=== SELECTED PASSAGE ===
# Old Ship Photo Website



## Shipbuilder (Jun 30, 2005)

I just tried to look at the Photoship website a few minutes ago and although it comes up, I can't get any of the pictures to display!

Has anyone else had this problem. Trying to figure out if it is the site or my computer?

Bob


----------



## david.hopcroft (Jun 29, 2005)

Bob

Yes, I have just been looking for a photo, and it would appear all is not well. Everything else on my PC is ok, so I presume (hope !) is is they who are having problems.

David
+


----------



## Shipbuilder (Jun 30, 2005)

David,
Thanks for reply. I found their contact e-mail on the remaining part of the site and sent them an e-mail. Got a reply very quickly saying it is a server fault and they are working on it. Hope to have it back up soon.
Bob


----------



## 34895 (Mar 24, 2009)

*photoship site*

Hi all
Cheers for bringing this site to me attention. Although it isn't showing any pics yet. Hopefully it'll get well soon.


----------



## rickles23 (Oct 13, 2006)

Hi,
From here in Australia I cannot access the website. Just a blank page.
Regards


----------



## 34895 (Mar 24, 2009)

May have totally crashed now in order to get sorted out. I went on it via a Google search

Yep its crashed


----------



## Shipbuilder (Jun 30, 2005)

It seems to be coming back slowly. The main pages are back and all the ship names, but the images have not re-appeared yet, but it is looking hopeful.
Bob


----------



## 34895 (Mar 24, 2009)

*photoships site*

It is up and working now. Looks a good site but I still like S. N best.


----------



## Boatman25 (May 17, 2010)

Only working up to F


----------



## Shipbuilder (Jun 30, 2005)

It isn't fully functional yet. Images E to F inclusive have re-appeared, but nothing after that. (This reply crossed with Boatman who had noticed the same thing. This morning, it was only A to E, so it is creeping back.) Totally differen't type of site to SN though and you can't really compare them. SN is the best for maritime talk etc, but I like having 50,000 images at my fingertips on the dedicated photo site as I often want an image of a particular ship. 

Bob


----------



## 34895 (Mar 24, 2009)

Yea there both good sites in their own right agreed (Thumb)


----------



## rickles23 (Oct 13, 2006)

Hi,
Just tried the website from here in Oz and its working from here.
Regards


----------



## 34895 (Mar 24, 2009)

Got as far as M .

Looks like they're slowly getting it back.


----------



## Shipbuilder (Jun 30, 2005)

It is all back again now - A to Z!
Bob


----------



## whitbycolin (Sep 4, 2005)

Forgive my ignorance, could you tell me which website it is you are discussing as I would be interested to see it for myself

Colin


----------



## clevewyn (May 16, 2010)

This one I think.

http://www.photoship.co.uk/Browse Ship Galleries/


----------



## Shipbuilder (Jun 30, 2005)

Here is a link:
www.photoship.co.uk/ 
It does not sell photographs, but thgere are about 50,000 of them on the site to look at.
Bob


----------
===
GOALS:
a) Swap "main pages" for "home pages" and write out the part of the ship photo thread starting with "It seems to" and going on through "like S. N best.".
b) According to the ship photo thread, what did the reply to Bob's e-mail give as the cause of the trouble with the site?
c) List every username that posts in the ship photo thread.
=== DATA EXTRACT ===
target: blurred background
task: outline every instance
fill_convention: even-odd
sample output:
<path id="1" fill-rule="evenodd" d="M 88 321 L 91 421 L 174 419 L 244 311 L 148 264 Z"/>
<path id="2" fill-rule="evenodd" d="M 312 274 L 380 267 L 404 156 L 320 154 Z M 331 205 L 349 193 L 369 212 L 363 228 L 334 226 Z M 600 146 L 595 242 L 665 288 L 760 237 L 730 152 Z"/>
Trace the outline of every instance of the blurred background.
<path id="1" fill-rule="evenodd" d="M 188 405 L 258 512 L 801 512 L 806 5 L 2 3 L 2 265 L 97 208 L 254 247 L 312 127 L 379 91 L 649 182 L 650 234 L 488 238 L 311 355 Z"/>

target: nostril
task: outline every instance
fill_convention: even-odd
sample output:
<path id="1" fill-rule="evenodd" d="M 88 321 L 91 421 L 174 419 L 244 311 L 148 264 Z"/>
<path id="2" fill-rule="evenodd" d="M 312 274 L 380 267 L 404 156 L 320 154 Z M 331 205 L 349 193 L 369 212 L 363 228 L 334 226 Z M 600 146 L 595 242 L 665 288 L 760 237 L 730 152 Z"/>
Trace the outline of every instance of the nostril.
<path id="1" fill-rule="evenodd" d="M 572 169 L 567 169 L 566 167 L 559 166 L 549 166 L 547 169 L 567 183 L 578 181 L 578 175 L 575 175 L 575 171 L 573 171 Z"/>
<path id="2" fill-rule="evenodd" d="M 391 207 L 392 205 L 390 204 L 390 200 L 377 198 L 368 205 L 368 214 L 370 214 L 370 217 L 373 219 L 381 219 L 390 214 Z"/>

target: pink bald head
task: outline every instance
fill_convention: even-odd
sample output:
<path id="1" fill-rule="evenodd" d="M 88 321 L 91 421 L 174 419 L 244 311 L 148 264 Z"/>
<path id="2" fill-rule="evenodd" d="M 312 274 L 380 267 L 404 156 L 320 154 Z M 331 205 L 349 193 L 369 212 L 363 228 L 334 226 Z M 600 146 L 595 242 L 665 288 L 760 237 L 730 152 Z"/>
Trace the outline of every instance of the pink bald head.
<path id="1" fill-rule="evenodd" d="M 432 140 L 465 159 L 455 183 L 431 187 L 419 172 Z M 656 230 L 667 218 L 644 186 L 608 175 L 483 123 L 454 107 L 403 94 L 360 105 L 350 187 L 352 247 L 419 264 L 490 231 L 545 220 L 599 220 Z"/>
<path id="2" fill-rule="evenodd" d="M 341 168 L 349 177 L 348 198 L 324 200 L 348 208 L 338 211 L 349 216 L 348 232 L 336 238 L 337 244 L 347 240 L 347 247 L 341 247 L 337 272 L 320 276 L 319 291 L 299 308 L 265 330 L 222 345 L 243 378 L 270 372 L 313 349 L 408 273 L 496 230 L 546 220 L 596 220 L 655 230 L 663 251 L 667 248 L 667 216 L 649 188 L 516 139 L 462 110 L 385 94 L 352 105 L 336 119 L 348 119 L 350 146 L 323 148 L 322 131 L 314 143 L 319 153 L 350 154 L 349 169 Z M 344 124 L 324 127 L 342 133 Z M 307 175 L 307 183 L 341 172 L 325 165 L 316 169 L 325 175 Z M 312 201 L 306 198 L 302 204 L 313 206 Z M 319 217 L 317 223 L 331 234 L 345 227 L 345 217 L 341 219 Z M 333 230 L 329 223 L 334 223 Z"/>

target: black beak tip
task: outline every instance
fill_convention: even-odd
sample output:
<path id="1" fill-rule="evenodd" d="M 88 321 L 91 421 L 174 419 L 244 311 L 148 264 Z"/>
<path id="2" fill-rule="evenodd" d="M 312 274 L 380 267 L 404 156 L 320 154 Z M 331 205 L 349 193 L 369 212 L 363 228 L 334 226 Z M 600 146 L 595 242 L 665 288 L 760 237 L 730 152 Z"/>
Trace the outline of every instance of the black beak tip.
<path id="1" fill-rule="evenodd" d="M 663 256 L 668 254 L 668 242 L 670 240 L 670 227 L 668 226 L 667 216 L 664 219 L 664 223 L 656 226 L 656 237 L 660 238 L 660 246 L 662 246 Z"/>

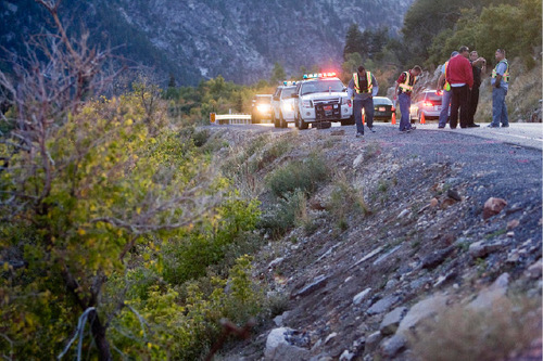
===
COMPLETE ANSWERS:
a)
It seems to be coming back slowly. The home pages are back and all the ship names, but the images have not re-appeared yet, but it is looking hopeful.
Bob


----------



## 34895 (Mar 24, 2009)

*photoships site*

It is up and working now. Looks a good site but I still like S. N best.

b) It was a server fault.

c) Shipbuilder, david.hopcroft, 34895, rickles23, Boatman25, whitbycolin, clevewyn